(Position annotation records)
* * * * * * * * *

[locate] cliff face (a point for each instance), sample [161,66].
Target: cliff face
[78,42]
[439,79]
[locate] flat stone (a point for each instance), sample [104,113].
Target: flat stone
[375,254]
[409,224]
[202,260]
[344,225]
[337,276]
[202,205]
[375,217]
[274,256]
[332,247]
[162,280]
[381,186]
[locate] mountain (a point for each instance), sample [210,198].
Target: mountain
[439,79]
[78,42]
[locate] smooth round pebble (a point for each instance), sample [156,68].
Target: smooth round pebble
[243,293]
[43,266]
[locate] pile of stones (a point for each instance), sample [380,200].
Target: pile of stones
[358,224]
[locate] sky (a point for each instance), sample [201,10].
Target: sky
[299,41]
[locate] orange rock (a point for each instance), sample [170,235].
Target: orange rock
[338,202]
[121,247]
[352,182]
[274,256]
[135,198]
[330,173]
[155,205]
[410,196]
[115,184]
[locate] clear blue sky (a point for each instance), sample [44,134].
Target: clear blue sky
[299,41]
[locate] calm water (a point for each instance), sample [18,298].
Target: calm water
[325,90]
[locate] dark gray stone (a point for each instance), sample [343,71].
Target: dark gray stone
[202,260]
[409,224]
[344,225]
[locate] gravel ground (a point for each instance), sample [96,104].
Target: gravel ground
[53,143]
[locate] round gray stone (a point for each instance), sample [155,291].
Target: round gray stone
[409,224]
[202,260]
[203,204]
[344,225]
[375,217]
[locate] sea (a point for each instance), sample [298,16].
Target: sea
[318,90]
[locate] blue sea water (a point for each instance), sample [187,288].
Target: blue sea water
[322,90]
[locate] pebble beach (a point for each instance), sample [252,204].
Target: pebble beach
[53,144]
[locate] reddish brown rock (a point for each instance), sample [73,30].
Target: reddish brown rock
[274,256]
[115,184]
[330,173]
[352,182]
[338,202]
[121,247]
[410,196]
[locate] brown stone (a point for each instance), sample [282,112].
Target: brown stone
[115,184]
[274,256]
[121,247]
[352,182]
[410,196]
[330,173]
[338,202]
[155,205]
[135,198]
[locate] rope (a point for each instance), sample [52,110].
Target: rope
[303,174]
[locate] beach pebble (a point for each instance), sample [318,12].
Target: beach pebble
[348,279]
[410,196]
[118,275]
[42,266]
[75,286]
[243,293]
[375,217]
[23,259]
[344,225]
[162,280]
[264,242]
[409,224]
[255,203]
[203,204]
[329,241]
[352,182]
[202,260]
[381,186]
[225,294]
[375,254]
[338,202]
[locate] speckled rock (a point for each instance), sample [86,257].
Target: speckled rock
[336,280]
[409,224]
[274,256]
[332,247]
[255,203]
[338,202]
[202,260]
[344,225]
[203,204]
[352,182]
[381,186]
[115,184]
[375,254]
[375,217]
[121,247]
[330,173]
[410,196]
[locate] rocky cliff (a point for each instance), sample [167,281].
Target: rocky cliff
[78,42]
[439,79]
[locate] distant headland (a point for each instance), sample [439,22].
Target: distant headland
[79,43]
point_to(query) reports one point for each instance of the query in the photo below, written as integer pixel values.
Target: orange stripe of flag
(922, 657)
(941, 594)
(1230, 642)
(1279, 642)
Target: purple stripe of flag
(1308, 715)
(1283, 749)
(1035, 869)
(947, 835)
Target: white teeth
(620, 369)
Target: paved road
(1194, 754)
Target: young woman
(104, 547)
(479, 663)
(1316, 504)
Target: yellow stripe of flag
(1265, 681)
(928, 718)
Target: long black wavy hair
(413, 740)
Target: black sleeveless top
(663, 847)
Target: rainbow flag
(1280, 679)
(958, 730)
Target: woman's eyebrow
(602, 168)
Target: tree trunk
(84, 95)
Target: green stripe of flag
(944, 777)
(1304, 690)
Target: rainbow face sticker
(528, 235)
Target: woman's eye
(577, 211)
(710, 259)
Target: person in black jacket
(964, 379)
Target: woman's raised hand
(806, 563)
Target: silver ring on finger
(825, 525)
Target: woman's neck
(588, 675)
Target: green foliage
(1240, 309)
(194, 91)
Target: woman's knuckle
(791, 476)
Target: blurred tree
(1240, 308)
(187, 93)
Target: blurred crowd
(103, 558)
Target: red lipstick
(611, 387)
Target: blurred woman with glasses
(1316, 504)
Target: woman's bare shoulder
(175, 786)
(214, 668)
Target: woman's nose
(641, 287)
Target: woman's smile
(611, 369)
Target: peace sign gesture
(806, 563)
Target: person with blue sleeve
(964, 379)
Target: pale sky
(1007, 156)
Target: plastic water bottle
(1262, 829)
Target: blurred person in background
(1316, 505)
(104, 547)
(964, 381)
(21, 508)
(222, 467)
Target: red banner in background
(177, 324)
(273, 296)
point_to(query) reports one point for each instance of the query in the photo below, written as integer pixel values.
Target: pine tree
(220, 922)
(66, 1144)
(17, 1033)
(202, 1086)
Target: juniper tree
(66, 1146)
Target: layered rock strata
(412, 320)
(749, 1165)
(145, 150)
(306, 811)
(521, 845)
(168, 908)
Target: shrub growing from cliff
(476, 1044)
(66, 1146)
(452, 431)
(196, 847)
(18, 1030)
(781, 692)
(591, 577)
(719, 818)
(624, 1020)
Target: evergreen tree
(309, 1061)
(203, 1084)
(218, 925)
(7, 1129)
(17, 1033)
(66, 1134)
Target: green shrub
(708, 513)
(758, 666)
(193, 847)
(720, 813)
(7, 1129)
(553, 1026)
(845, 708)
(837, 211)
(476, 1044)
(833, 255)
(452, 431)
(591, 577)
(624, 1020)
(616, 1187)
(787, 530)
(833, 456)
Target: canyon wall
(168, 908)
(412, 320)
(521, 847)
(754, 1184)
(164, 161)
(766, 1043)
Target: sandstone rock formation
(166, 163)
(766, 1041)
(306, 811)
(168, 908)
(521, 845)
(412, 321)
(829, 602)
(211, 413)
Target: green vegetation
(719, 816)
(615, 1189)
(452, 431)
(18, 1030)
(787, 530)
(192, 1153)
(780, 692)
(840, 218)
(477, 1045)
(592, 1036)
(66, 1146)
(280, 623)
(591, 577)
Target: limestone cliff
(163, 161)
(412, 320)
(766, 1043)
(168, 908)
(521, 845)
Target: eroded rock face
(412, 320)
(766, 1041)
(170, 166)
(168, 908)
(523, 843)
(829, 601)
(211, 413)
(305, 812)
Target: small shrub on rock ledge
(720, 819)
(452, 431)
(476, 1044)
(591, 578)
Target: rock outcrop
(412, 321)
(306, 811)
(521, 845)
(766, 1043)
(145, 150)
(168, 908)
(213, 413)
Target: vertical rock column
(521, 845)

* * * * * * * * *

EXERCISE GOAL: Can you render the items from the line containing "Target: white teeth" through the line containing "(1007, 156)", both included, as a numbered list with blank lines left out?

SOLUTION:
1. Target: white teeth
2. (620, 369)
3. Target: paved road
4. (1194, 754)
5. Target: young woman
6. (104, 547)
7. (479, 663)
8. (1316, 504)
9. Target: yellow stripe of flag
10. (1265, 681)
11. (928, 718)
12. Target: long black wavy hair
13. (413, 740)
14. Target: black sleeveless top
15. (663, 847)
16. Target: rainbow flag
17. (1280, 679)
18. (958, 730)
19. Target: woman's eyebrow
20. (602, 168)
21. Target: tree trunk
22. (84, 95)
23. Target: green stripe of flag
24. (944, 777)
25. (1304, 690)
26. Target: rainbow face sticker
27. (528, 235)
28. Target: woman's eye
29. (577, 211)
30. (710, 259)
31. Target: person in black jacket
32. (964, 379)
33. Target: woman's raised hand
34. (806, 563)
35. Target: silver ring on finger
36. (825, 525)
37. Target: woman's neck
38. (588, 675)
39. Target: green foliage
40. (1240, 309)
41. (194, 91)
42. Target: woman's knuckle
43. (791, 476)
44. Target: blurred tree
45. (1240, 308)
46. (187, 93)
47. Target: blurred crowd
48. (103, 558)
49. Target: red lipstick
50. (611, 387)
51. Target: blurred woman with glasses
52. (1316, 504)
53. Target: woman's bare shoulder
54. (175, 786)
55. (214, 668)
56. Target: woman's nose
57. (641, 287)
58. Target: woman's smile
59. (611, 369)
60. Target: peace sign gesture
61. (806, 563)
62. Target: person with blue sleeve
63. (964, 379)
64. Target: pale sky
65. (1007, 156)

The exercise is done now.